%%
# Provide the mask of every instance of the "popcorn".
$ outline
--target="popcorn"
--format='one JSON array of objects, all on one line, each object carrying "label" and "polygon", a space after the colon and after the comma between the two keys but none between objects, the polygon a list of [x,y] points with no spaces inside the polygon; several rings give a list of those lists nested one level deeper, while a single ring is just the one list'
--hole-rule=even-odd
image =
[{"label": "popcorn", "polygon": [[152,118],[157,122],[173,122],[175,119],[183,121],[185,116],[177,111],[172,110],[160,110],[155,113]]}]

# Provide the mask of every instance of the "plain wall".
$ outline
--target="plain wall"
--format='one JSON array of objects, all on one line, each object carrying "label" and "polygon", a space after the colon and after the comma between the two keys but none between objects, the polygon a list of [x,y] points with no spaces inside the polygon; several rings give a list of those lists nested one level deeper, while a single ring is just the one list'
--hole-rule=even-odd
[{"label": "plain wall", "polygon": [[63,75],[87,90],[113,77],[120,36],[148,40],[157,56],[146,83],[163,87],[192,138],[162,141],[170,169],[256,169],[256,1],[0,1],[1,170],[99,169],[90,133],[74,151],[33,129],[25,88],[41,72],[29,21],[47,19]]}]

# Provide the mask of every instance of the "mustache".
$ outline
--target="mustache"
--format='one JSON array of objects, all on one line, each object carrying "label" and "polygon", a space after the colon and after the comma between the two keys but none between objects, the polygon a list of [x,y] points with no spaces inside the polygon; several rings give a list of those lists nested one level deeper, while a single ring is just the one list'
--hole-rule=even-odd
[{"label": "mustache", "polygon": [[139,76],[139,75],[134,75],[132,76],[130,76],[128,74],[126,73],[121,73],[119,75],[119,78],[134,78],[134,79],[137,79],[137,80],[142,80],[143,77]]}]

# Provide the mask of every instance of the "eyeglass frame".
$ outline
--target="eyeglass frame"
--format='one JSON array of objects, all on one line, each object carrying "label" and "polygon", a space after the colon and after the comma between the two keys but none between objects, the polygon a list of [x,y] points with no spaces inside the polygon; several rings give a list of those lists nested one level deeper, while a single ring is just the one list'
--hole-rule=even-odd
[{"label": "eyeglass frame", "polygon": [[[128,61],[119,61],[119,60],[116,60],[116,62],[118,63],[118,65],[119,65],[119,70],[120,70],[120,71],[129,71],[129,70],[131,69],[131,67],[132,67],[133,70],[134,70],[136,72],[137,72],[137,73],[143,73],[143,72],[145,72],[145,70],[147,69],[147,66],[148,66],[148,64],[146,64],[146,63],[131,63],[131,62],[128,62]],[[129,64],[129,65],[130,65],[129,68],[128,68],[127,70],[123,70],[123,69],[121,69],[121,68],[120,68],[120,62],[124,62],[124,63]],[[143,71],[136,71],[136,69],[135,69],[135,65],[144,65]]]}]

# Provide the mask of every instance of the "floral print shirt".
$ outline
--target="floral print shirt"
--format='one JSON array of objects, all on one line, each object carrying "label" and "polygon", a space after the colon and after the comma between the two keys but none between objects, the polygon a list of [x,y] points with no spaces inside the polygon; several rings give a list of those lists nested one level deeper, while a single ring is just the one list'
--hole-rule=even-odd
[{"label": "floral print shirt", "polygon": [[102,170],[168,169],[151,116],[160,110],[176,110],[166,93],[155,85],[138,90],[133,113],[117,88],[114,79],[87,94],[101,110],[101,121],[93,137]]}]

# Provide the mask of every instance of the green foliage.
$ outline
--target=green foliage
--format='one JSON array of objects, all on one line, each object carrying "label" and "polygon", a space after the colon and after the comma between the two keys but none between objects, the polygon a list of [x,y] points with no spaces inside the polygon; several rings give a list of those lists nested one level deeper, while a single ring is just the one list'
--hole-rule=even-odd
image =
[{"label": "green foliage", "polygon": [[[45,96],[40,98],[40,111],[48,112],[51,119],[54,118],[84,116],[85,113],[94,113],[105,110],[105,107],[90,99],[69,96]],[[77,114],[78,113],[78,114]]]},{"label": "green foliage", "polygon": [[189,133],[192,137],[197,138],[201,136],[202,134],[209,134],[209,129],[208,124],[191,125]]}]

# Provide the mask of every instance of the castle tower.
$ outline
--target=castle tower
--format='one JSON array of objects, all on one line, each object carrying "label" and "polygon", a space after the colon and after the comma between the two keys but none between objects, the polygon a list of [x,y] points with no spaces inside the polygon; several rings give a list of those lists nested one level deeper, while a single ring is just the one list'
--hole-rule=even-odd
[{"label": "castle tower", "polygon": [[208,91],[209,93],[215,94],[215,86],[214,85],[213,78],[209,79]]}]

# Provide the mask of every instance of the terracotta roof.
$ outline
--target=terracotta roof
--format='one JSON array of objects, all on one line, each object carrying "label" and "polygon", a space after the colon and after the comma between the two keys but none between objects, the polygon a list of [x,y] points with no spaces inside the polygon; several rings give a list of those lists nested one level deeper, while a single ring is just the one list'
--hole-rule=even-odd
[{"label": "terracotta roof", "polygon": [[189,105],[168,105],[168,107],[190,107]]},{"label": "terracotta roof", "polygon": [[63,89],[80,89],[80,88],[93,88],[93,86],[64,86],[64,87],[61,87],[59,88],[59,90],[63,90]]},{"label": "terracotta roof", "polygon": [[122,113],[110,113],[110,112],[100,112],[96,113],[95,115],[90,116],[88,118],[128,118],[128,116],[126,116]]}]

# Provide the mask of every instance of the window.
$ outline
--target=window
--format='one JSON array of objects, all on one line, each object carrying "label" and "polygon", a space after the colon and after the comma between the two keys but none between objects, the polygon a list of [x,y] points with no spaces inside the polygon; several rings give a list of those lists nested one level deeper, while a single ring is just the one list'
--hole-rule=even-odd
%%
Short exercise: Set out every line of the records above as a Markdown table with the columns "Row" and "Line", numbering the rows in order and omitting blank lines.

Full solution:
| Row | Line |
|---|---|
| 1 | # Provide the mask of every instance of the "popcorn". |
| 2 | $ outline |
| 3 | --target="popcorn" |
| 4 | --format='one JSON array of objects, all on one line, each object carrying "label" and "polygon", a space after the colon and after the comma between the two keys but none between objects, the polygon a list of [x,y] points with no spaces inside the polygon; several rings give a list of those lists nested one level deeper, while a single ring is just the one list' |
| 5 | --hole-rule=even-odd |
| 6 | image = |
| 7 | [{"label": "popcorn", "polygon": [[152,118],[157,122],[173,122],[175,119],[183,121],[185,116],[177,111],[172,110],[160,110],[155,113]]}] |
| 8 | # Provide the mask of every instance of the "plain wall". |
| 9 | $ outline |
| 10 | --target="plain wall" |
| 11 | --format='one JSON array of objects, all on one line, each object carrying "label" and "polygon", a space after the colon and after the comma between the two keys but none between objects, the polygon a list of [x,y] points with no spaces inside the polygon; several rings give a list of those lists nested one level deeper, while a single ring is just the one list' |
| 12 | --hole-rule=even-odd |
| 13 | [{"label": "plain wall", "polygon": [[63,75],[87,90],[113,77],[120,36],[148,40],[157,56],[146,83],[163,87],[192,138],[162,141],[170,169],[256,169],[256,1],[0,1],[1,170],[99,169],[90,133],[74,151],[33,129],[25,88],[41,72],[29,21],[47,19]]}] |
| 14 | # Provide the mask of every instance of the "mustache". |
| 15 | $ outline |
| 16 | --target="mustache" |
| 17 | --format='one JSON array of objects, all on one line, each object carrying "label" and "polygon", a space after the colon and after the comma between the two keys but none between objects, the polygon a list of [x,y] points with no spaces inside the polygon; several rings give a list of those lists nested one level deeper, while a single ring is just the one list' |
| 18 | --hole-rule=even-odd |
| 19 | [{"label": "mustache", "polygon": [[139,76],[139,75],[134,75],[132,76],[130,76],[128,74],[126,73],[121,73],[119,75],[119,78],[134,78],[134,79],[137,79],[137,80],[142,80],[143,77]]}] |
| 20 | # Provide the mask of every instance of the "eyeglass frame". |
| 21 | $ outline |
| 22 | --target="eyeglass frame" |
| 23 | --format='one JSON array of objects, all on one line, each object carrying "label" and "polygon", a space after the colon and after the comma between the two keys but none between objects, the polygon a list of [x,y] points with no spaces inside the polygon; several rings give a list of those lists nested one level deeper, while a single ring is just the one list' |
| 24 | --hole-rule=even-odd |
| 25 | [{"label": "eyeglass frame", "polygon": [[[128,61],[119,61],[119,60],[116,60],[116,62],[118,63],[118,65],[119,65],[119,70],[120,70],[120,71],[129,71],[129,70],[131,69],[131,67],[132,67],[133,70],[134,70],[136,72],[137,72],[137,73],[143,73],[143,72],[145,72],[145,70],[147,69],[147,66],[148,66],[148,64],[146,64],[146,63],[131,63],[131,62],[128,62]],[[129,64],[129,65],[130,65],[129,68],[128,68],[127,70],[123,70],[123,69],[121,69],[121,68],[120,68],[120,62],[124,62],[124,63]],[[143,71],[136,71],[136,69],[135,69],[135,65],[144,65]]]}] |
| 26 | # Provide the mask of every instance of the "floral print shirt". |
| 27 | $ outline |
| 28 | --target="floral print shirt" |
| 29 | --format='one JSON array of objects, all on one line, each object carrying "label" and "polygon", a space after the colon and after the comma between the two keys but none between objects, the polygon a list of [x,y] points with no spaces inside the polygon; several rings give a list of those lists nested one level deeper, while a single ring is just the one list' |
| 30 | --hole-rule=even-odd |
| 31 | [{"label": "floral print shirt", "polygon": [[102,170],[168,169],[151,116],[160,110],[176,110],[166,93],[155,85],[138,90],[133,113],[117,88],[114,79],[87,94],[101,110],[101,121],[93,137]]}] |
| 32 | # Provide the mask of every instance of the green foliage. |
| 33 | $ outline |
| 34 | --target=green foliage |
| 35 | --format='one JSON array of objects, all on one line, each object carrying "label" and "polygon", a space after the colon and after the comma between the two keys but none between objects, the polygon a list of [x,y] points with no spaces inside the polygon; several rings give a list of those lists nested one level deeper, while a single ring is just the one list' |
| 36 | --hole-rule=even-odd |
| 37 | image = |
| 38 | [{"label": "green foliage", "polygon": [[[45,96],[40,98],[40,111],[48,112],[51,119],[54,118],[84,116],[85,113],[94,113],[105,110],[105,107],[90,99],[69,96]],[[77,114],[78,113],[78,114]]]},{"label": "green foliage", "polygon": [[189,133],[192,137],[197,138],[201,136],[202,134],[209,134],[209,129],[208,124],[191,125]]}] |
| 39 | # Provide the mask of every instance of the castle tower. |
| 40 | $ outline |
| 41 | --target=castle tower |
| 42 | --format='one JSON array of objects, all on one line, each object carrying "label" and "polygon", a space after the colon and after the comma between the two keys but none between objects, the polygon a list of [x,y] points with no spaces inside the polygon; several rings give a list of those lists nested one level deeper, while a single ring is just the one list' |
| 43 | --hole-rule=even-odd |
| 44 | [{"label": "castle tower", "polygon": [[208,91],[209,93],[215,94],[215,86],[214,85],[213,78],[209,79]]}] |
| 45 | # Provide the mask of every instance of the terracotta roof. |
| 46 | $ outline |
| 47 | --target=terracotta roof |
| 48 | --format='one JSON array of objects, all on one line, each object carrying "label" and "polygon", a space after the colon and after the comma between the two keys but none between objects, the polygon a list of [x,y] points with no spaces inside the polygon; several rings give a list of those lists nested one level deeper, while a single ring is just the one list' |
| 49 | --hole-rule=even-odd |
| 50 | [{"label": "terracotta roof", "polygon": [[189,105],[168,105],[168,107],[190,107]]},{"label": "terracotta roof", "polygon": [[63,89],[80,89],[80,88],[93,88],[93,86],[64,86],[64,87],[61,87],[59,88],[59,90],[63,90]]},{"label": "terracotta roof", "polygon": [[122,113],[110,113],[110,112],[100,112],[96,113],[95,115],[90,116],[88,118],[128,118],[128,116],[126,116]]}] |
| 51 | # Provide the mask of every instance of the window. |
| 52 | $ outline |
| 53 | --target=window |
| 54 | --format='one JSON array of objects, all on one line, each object carrying "label" and "polygon", a space after the colon and after the comma between the two keys but none between objects, the polygon a list of [x,y] points with no spaces inside the polygon; several rings give a list of those lists nested one level deeper, while a single ring is just the one list' |
| 55 | --hole-rule=even-odd |